━━━━━ DATA SECTION

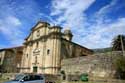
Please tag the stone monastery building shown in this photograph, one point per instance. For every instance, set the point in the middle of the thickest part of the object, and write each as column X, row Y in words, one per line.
column 45, row 48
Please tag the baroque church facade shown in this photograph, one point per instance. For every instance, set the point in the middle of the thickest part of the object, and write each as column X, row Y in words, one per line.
column 45, row 48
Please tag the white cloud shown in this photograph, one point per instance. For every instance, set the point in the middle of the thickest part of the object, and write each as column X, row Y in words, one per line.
column 9, row 27
column 93, row 35
column 107, row 8
column 101, row 35
column 70, row 11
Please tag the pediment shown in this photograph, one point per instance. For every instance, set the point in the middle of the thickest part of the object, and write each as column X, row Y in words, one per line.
column 40, row 24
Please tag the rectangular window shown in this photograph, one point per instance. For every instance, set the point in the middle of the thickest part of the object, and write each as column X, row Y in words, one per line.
column 48, row 52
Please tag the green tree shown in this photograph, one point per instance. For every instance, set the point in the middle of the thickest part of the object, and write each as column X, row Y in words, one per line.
column 120, row 67
column 118, row 43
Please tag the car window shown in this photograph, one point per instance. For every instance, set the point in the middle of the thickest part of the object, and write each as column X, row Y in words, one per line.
column 18, row 77
column 32, row 77
column 38, row 77
column 26, row 78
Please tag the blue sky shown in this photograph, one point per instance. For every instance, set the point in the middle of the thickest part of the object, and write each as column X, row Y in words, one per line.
column 93, row 23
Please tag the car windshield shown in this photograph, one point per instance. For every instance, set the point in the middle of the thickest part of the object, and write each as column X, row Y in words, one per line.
column 18, row 77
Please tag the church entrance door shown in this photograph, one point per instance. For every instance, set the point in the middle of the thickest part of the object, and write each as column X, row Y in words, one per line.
column 35, row 68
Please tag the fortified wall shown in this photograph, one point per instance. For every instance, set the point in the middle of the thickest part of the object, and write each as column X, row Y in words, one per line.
column 97, row 65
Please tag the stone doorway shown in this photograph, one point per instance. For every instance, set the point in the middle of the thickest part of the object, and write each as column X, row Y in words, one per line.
column 35, row 69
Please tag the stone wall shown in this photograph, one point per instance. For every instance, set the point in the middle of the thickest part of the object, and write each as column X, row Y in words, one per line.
column 97, row 65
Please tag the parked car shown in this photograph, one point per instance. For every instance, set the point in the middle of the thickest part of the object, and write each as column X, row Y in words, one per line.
column 28, row 78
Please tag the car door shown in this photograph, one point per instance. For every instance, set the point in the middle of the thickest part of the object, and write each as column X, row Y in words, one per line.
column 27, row 79
column 39, row 79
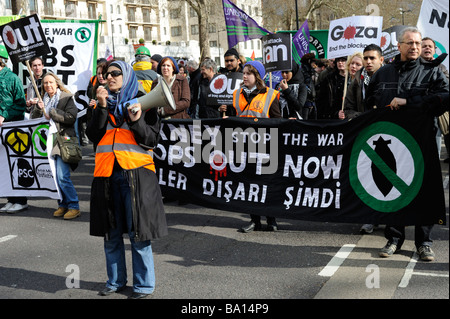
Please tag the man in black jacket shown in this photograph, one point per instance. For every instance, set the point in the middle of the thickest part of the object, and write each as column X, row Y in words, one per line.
column 409, row 81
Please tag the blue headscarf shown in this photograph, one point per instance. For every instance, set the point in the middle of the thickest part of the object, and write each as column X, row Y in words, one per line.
column 128, row 91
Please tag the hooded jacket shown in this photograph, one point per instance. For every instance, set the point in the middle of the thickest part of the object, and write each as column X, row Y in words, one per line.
column 293, row 98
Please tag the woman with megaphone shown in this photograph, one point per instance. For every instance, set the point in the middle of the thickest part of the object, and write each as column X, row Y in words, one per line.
column 125, row 195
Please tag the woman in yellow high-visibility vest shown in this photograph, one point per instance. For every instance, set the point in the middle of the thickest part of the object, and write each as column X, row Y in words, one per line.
column 254, row 99
column 125, row 194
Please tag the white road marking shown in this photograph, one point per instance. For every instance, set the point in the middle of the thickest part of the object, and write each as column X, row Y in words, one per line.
column 409, row 271
column 337, row 261
column 5, row 238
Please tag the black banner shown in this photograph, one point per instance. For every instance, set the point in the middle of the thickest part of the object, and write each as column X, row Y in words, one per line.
column 380, row 168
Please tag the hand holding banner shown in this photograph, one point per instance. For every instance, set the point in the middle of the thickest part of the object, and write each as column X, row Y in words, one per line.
column 352, row 34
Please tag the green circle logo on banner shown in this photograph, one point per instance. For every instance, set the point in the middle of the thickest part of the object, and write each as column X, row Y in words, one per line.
column 386, row 167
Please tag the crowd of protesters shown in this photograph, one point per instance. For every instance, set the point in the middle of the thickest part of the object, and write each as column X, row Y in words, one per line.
column 317, row 89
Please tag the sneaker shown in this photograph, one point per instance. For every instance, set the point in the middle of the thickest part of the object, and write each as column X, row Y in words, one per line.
column 366, row 229
column 72, row 213
column 5, row 208
column 425, row 253
column 15, row 208
column 60, row 212
column 388, row 250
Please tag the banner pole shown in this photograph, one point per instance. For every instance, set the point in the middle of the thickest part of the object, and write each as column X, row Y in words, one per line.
column 345, row 89
column 34, row 82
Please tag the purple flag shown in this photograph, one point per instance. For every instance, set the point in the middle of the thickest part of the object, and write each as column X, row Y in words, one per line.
column 301, row 42
column 240, row 27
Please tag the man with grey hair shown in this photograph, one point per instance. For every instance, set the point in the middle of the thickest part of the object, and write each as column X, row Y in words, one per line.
column 409, row 81
column 194, row 82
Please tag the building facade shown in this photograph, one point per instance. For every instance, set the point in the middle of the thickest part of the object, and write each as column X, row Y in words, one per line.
column 166, row 27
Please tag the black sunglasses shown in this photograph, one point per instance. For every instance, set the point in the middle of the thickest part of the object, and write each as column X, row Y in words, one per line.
column 114, row 74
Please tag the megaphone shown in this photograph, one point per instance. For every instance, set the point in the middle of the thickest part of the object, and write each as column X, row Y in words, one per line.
column 159, row 96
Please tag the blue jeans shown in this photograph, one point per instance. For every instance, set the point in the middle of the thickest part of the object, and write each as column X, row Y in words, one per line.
column 141, row 251
column 68, row 192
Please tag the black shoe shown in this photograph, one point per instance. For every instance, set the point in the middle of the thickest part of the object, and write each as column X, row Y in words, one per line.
column 138, row 295
column 109, row 291
column 251, row 227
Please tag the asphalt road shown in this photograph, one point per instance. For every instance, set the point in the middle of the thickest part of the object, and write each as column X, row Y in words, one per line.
column 206, row 258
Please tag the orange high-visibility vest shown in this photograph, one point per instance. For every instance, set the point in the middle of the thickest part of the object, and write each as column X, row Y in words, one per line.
column 119, row 144
column 258, row 107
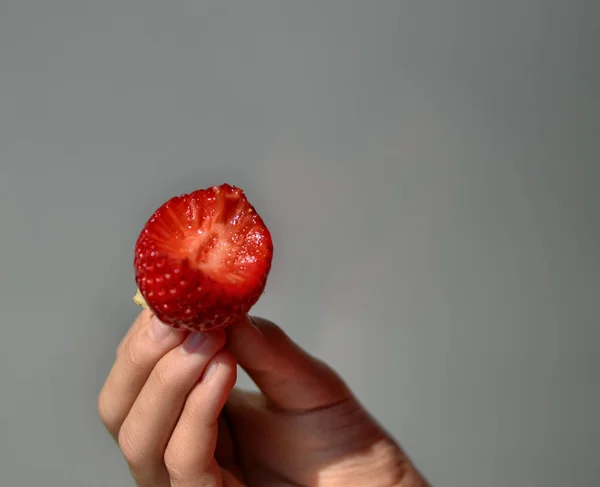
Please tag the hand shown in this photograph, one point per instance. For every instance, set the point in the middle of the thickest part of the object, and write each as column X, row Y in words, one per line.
column 169, row 402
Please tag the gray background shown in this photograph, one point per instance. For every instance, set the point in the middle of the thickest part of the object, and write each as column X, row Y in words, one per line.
column 429, row 170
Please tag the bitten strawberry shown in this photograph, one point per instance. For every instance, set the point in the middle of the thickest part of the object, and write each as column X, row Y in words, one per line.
column 202, row 259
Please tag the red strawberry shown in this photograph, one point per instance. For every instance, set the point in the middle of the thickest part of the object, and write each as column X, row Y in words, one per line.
column 202, row 260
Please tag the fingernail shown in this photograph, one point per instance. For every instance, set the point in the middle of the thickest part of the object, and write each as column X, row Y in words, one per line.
column 210, row 370
column 159, row 330
column 193, row 341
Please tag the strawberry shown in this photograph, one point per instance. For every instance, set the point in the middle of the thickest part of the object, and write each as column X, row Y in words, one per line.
column 202, row 259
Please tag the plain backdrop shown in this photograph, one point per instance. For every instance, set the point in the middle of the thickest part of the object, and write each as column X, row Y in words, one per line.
column 429, row 170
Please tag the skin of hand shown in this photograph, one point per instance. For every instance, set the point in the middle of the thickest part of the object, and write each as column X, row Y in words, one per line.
column 170, row 403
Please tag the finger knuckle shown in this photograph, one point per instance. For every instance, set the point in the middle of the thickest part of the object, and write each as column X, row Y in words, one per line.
column 162, row 375
column 130, row 449
column 105, row 411
column 175, row 464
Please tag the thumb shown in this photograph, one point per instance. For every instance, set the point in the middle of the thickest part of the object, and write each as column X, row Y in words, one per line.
column 289, row 377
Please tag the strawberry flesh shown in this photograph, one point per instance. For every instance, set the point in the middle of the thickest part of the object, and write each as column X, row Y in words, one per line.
column 203, row 258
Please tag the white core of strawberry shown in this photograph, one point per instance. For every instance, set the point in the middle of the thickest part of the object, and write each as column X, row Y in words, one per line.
column 139, row 300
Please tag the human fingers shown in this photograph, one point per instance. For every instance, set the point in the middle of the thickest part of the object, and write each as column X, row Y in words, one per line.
column 287, row 375
column 145, row 433
column 190, row 453
column 143, row 346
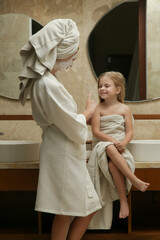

━━━━━━━━━━

▶ [WHAT TO WORK ON]
Each line from the one holding "Please tag the human" through the end of the listing is to be output exactly, both ends included, with no other lines and the pictures left out.

▶ [TASK SOLUTION]
Please tag the human fingers shown in this photograph, one point per instance. For every instance, set the point in the middle of the thickest part of the object, and write each as column X, row Y in words, one per line.
column 287, row 375
column 145, row 433
column 190, row 453
column 143, row 346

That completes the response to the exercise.